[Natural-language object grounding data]
*** Block opens ***

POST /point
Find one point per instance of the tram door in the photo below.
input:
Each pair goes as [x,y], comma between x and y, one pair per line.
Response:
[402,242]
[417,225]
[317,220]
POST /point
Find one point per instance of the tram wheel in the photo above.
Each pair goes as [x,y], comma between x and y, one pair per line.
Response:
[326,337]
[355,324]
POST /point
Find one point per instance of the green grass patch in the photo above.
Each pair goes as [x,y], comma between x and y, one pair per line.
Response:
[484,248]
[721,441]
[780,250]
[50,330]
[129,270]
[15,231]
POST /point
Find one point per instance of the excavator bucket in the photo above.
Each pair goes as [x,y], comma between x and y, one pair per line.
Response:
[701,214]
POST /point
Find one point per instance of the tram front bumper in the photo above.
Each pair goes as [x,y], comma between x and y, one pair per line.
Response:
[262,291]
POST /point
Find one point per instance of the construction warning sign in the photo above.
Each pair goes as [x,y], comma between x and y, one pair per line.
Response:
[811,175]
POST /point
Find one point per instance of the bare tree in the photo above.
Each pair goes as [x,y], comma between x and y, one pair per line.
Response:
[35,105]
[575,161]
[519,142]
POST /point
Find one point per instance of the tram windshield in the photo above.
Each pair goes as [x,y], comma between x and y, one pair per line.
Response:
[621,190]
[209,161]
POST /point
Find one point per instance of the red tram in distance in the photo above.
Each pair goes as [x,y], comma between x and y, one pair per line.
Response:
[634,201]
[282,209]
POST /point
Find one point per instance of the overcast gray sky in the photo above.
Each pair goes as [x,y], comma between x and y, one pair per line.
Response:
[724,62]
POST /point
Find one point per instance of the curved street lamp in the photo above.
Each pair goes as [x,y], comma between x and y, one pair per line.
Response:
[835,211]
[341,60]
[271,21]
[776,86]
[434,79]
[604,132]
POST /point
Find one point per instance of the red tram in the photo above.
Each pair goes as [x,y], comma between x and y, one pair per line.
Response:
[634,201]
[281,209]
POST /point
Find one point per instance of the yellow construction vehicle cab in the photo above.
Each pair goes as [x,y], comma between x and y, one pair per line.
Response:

*** Block closes ***

WHAT TO WORK ON:
Search the entries for "construction" and copy each matching line.

EXPECTED ANSWER:
Find one point per instance of the construction warning sign in the photo above.
Find one point per instance of the yellow construction vehicle cab in the photo above.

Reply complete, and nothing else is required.